* Start Recorded data *

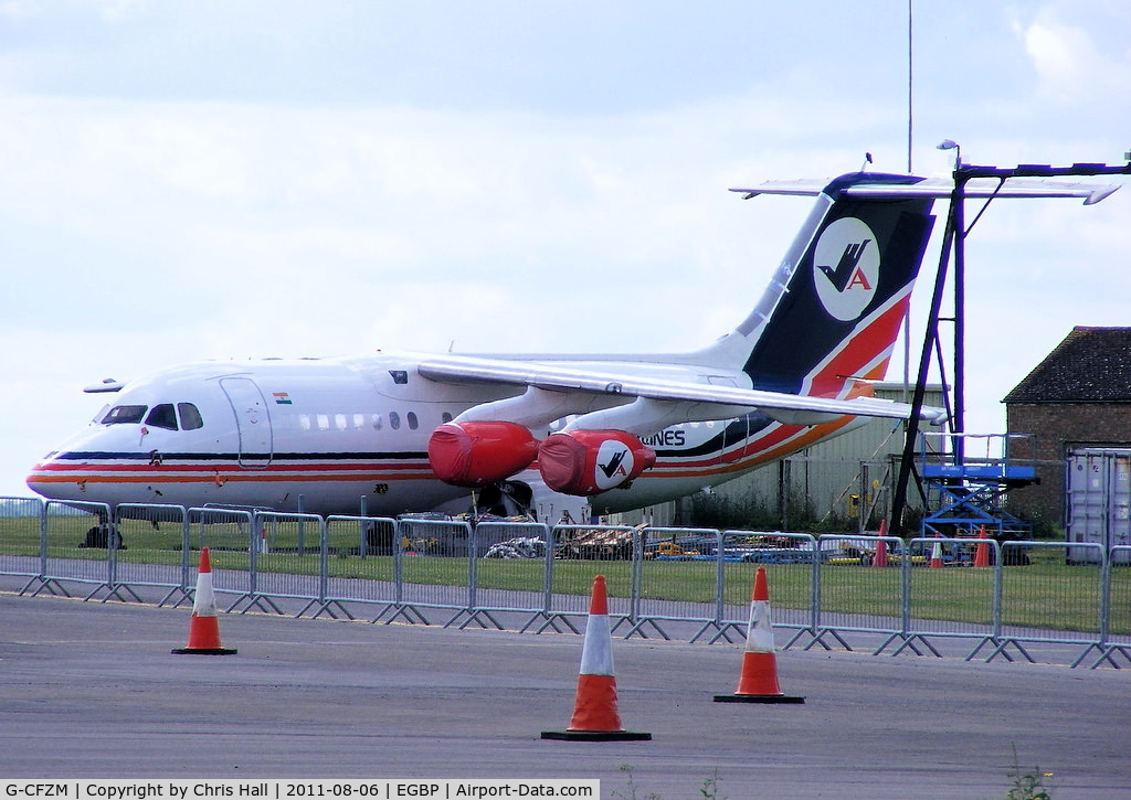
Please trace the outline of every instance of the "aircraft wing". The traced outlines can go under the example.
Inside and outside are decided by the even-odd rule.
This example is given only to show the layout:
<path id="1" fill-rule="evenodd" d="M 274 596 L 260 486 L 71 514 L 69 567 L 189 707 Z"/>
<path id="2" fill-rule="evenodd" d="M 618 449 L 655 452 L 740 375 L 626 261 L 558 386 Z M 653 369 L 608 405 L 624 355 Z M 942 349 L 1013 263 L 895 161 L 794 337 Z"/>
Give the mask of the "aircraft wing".
<path id="1" fill-rule="evenodd" d="M 884 417 L 889 419 L 907 419 L 912 415 L 912 406 L 878 398 L 837 400 L 805 397 L 786 392 L 739 389 L 670 379 L 661 380 L 614 372 L 601 373 L 545 362 L 508 360 L 478 356 L 437 356 L 423 360 L 417 366 L 417 372 L 425 379 L 443 383 L 501 383 L 559 392 L 615 394 L 656 401 L 740 406 L 751 411 L 765 410 L 771 417 L 778 416 L 775 411 Z M 946 411 L 939 408 L 924 408 L 920 415 L 922 419 L 935 425 L 944 421 L 946 416 Z"/>

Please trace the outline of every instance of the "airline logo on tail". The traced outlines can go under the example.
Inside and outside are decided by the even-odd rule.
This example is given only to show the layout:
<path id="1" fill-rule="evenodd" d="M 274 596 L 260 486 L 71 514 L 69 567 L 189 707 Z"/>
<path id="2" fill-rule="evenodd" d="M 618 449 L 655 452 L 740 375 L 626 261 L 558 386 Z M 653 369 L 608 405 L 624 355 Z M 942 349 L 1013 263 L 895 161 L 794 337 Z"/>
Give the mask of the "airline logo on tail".
<path id="1" fill-rule="evenodd" d="M 821 233 L 813 252 L 813 282 L 821 305 L 834 318 L 860 318 L 880 281 L 880 249 L 863 220 L 843 217 Z"/>

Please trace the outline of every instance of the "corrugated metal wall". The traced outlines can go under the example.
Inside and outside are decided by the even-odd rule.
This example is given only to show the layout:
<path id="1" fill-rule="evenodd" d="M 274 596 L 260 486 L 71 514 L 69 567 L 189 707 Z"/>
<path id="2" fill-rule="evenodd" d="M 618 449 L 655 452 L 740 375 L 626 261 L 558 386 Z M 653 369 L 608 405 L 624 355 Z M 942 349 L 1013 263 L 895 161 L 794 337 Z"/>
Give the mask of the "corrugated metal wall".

* End Recorded data *

» **Set exercise**:
Convert all of the data above into a numbered list with one line per item, omitting blank lines. Leave the pictures out of the answer.

» **The output**:
1. Please trace the outline of every instance of the "aircraft wing". The traced outlines can go under the example.
2. Inside and outside are decided by the even-odd rule.
3. This example is given only to show the layout:
4. <path id="1" fill-rule="evenodd" d="M 274 596 L 260 486 L 71 514 L 69 567 L 189 707 Z"/>
5. <path id="2" fill-rule="evenodd" d="M 618 449 L 655 452 L 740 375 L 626 261 L 558 386 Z M 653 369 L 608 405 L 624 355 Z M 942 349 L 1013 263 L 895 161 L 794 337 Z"/>
6. Give the mask of the "aircraft wing".
7. <path id="1" fill-rule="evenodd" d="M 884 417 L 889 419 L 907 419 L 912 415 L 912 406 L 878 398 L 837 400 L 805 397 L 786 392 L 739 389 L 670 379 L 661 380 L 614 372 L 601 373 L 545 362 L 508 360 L 478 356 L 437 356 L 423 360 L 417 366 L 417 372 L 425 379 L 443 383 L 501 383 L 559 392 L 615 394 L 656 401 L 740 406 L 751 411 L 765 410 L 771 417 L 778 416 L 775 411 Z M 946 411 L 939 408 L 924 408 L 920 415 L 922 419 L 935 425 L 944 421 L 946 416 Z"/>
8. Please trace the outline of every instance of the "airline logo on tail". The traced outlines can go under the example.
9. Inside and outside are decided by the even-odd rule.
10. This example is given only to show the layout:
11. <path id="1" fill-rule="evenodd" d="M 274 596 L 260 486 L 71 514 L 69 567 L 189 707 Z"/>
12. <path id="2" fill-rule="evenodd" d="M 618 449 L 655 452 L 740 375 L 626 261 L 558 386 Z M 653 369 L 608 405 L 624 355 Z M 942 349 L 1013 263 L 895 161 L 794 337 Z"/>
13. Give the mask of the "airline logo on tail".
14. <path id="1" fill-rule="evenodd" d="M 821 233 L 813 252 L 813 282 L 821 305 L 834 318 L 860 318 L 880 281 L 880 249 L 863 220 L 843 217 Z"/>
15. Please trace the outline of every instance of the "corrugated metal wall". The traced outlines can go under the example.
16. Inside and outside are decided by the even-odd rule.
17. This example is given only to show the layout:
18. <path id="1" fill-rule="evenodd" d="M 274 596 L 260 486 L 71 514 L 69 567 L 189 707 Z"/>
19. <path id="2" fill-rule="evenodd" d="M 618 449 L 655 452 L 740 375 L 626 261 L 558 386 Z M 653 369 L 608 405 L 624 355 Z M 942 349 L 1013 263 L 895 161 L 794 337 Z"/>
20. Give the mask of the "corrugated metal wall".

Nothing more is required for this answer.